Begin Data to use

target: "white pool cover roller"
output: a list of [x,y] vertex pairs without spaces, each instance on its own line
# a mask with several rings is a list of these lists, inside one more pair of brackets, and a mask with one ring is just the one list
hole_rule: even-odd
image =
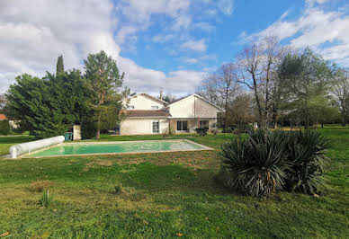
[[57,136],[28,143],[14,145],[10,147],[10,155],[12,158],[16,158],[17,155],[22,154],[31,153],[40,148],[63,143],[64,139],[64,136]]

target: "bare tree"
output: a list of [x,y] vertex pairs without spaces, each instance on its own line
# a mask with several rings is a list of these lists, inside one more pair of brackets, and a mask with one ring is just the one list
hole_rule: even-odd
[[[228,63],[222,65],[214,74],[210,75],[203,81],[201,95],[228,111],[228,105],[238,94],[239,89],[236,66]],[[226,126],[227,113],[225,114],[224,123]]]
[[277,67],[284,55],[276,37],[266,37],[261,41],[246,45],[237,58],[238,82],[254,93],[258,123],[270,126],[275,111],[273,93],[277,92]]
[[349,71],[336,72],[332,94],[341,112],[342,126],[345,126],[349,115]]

End Data to use
Begin Data to use

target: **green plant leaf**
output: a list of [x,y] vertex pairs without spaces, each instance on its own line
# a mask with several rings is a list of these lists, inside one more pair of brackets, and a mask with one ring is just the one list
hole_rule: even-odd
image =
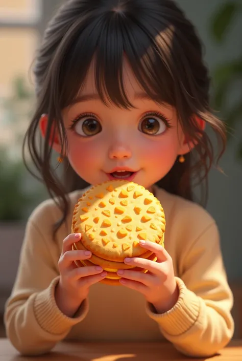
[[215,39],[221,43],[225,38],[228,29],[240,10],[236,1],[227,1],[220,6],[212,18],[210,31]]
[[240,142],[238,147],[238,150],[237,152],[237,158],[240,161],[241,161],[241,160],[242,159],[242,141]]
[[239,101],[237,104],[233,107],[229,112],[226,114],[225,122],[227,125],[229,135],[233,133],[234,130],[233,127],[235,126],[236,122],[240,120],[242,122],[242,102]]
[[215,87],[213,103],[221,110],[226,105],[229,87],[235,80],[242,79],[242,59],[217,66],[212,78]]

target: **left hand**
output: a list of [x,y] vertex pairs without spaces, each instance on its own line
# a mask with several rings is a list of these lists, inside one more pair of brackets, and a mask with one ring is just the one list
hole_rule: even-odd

End Data to use

• Task goal:
Filter the entries above down to the lines containing the word "target", copying each one unchanged.

• Finished exercise:
target: "white pool cover roller"
target: "bare tree"
target: **green plant leaf**
target: **left hand**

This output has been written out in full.